*Exercise data:*
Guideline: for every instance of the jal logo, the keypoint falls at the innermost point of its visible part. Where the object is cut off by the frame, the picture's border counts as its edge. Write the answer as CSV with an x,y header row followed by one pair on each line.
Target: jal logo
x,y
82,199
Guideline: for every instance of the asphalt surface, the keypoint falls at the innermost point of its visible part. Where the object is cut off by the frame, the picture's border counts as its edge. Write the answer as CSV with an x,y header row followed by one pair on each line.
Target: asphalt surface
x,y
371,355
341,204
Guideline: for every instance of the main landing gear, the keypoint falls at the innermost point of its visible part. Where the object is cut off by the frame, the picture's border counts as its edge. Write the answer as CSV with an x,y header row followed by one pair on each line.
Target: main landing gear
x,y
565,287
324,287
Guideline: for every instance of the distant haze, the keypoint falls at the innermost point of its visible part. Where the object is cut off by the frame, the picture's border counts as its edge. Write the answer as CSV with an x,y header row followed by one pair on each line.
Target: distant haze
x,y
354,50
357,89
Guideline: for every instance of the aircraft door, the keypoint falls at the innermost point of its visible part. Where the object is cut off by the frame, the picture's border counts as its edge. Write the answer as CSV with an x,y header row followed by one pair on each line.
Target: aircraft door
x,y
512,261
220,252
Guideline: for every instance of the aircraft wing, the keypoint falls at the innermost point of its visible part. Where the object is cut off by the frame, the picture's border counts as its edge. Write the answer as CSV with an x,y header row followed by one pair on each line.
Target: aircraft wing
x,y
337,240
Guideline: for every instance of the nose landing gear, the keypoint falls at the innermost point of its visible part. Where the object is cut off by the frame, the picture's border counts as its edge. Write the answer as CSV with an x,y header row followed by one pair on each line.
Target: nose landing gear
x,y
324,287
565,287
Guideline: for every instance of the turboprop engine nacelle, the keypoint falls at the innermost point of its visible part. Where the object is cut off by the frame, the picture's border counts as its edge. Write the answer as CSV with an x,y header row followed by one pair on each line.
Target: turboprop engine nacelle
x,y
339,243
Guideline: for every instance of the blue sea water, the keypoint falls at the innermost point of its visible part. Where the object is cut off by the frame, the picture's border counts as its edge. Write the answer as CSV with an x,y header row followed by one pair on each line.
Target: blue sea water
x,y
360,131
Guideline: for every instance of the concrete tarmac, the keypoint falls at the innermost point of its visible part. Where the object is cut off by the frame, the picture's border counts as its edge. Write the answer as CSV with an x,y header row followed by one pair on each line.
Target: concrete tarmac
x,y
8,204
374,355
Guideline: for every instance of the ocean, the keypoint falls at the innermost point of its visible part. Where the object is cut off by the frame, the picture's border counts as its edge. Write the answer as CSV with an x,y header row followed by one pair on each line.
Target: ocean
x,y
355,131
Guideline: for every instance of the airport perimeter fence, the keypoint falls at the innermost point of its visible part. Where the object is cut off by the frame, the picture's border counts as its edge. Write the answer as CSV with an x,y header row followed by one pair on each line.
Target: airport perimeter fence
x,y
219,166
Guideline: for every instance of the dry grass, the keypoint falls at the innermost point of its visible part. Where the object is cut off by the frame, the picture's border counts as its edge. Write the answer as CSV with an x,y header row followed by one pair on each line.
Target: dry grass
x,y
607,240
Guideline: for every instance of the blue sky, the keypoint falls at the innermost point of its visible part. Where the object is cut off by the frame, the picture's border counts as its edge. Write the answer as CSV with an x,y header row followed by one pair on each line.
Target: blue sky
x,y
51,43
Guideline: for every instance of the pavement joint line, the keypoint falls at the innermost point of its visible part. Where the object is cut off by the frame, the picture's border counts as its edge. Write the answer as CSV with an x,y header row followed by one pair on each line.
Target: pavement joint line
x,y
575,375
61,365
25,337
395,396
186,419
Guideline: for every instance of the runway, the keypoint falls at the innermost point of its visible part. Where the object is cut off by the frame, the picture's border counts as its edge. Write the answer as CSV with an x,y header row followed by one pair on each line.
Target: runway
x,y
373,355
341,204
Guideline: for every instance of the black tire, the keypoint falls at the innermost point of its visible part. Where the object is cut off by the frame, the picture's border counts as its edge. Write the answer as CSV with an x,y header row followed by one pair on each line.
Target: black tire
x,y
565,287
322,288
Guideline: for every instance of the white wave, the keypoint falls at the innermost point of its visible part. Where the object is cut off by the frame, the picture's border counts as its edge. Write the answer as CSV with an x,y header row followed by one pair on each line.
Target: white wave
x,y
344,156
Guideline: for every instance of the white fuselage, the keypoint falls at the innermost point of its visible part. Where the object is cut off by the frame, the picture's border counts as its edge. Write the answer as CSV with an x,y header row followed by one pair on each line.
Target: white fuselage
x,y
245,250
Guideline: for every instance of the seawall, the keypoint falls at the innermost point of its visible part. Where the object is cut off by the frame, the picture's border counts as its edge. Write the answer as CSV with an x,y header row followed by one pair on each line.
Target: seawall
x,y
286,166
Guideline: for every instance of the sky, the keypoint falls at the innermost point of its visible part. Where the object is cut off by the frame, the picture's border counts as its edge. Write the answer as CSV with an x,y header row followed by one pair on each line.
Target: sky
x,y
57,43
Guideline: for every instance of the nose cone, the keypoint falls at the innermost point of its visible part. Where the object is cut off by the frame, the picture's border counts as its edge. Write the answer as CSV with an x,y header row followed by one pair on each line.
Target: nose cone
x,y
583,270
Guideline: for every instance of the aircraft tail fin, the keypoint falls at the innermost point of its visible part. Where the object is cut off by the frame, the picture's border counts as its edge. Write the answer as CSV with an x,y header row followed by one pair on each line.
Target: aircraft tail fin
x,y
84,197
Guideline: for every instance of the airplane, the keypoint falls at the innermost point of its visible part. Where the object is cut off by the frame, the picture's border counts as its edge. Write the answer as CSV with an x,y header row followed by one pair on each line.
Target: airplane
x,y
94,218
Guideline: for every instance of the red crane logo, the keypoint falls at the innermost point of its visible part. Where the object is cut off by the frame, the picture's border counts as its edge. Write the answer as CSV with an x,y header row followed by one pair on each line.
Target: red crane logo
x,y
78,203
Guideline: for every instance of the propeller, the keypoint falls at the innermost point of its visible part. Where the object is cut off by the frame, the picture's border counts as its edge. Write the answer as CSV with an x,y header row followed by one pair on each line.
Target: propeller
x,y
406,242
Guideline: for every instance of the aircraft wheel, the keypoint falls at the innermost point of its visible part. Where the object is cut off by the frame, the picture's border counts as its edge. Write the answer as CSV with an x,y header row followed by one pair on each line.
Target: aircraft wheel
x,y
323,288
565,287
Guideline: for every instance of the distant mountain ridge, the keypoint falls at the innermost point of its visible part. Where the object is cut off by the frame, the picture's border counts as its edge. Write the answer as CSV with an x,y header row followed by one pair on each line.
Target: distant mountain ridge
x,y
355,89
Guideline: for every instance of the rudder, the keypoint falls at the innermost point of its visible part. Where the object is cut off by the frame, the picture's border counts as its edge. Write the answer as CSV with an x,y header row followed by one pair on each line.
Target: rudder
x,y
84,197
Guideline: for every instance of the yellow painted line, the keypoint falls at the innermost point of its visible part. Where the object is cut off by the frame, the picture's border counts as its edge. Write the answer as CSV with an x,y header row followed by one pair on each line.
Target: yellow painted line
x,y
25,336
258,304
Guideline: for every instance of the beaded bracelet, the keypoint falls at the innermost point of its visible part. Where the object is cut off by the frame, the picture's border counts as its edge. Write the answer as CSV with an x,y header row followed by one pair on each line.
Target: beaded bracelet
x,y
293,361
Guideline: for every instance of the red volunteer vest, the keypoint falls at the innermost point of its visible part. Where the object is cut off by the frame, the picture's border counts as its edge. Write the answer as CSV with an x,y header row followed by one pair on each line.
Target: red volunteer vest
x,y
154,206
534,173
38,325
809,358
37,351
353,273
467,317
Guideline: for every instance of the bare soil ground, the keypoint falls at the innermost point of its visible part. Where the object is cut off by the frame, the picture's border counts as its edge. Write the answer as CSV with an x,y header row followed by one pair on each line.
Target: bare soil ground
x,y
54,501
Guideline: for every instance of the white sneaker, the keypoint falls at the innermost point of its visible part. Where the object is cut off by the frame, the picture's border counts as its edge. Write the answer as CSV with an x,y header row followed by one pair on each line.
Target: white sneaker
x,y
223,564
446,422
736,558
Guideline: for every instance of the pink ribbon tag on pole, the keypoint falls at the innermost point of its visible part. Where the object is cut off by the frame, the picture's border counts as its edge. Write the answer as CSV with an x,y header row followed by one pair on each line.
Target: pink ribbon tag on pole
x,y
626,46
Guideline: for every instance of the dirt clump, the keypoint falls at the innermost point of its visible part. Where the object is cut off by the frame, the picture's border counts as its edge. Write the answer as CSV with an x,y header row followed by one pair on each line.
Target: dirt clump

*Problem description:* Reproduce, with both ends included, the lines from the one holding "Guideline: for every instance of the bare" to the end of the records above.

*Answer for this exercise:*
Guideline: for every instance of the bare soil ground, the keypoint falls at the innermost point of its visible part. Where the object is cut off by the frame, the picture's border counts as its edge. Write the answer as CSV with an x,y header row followed by one pair on each line.
Target: bare soil ground
x,y
54,501
Guideline: for every instance of the white sneaker, the keypoint falls at the innermost point of its visible part. Where the object is cut off by the frame, the picture's border counts as its edge. Write the answer as CSV with an x,y header row followed by one pair on each line.
Target: white sneaker
x,y
223,564
446,422
736,558
Guideline: for every instance of the pink ribbon tag on pole, the keypoint falls at the innermost point of its visible part. Where the object is cut off by the frame, the picture's border counts as its edge. Write the answer as CSV with an x,y header row followed by one pair on each line.
Target: pink ribbon tag on pole
x,y
626,46
Guideline: for every instance of the dirt clump, the keypoint falls at the innermost point of its visible part. Where the object is cut off by the frame, the picture's border counts as its edge. Write the answer as CSV with an x,y header row followed by one pair on each line.
Target: dirt clump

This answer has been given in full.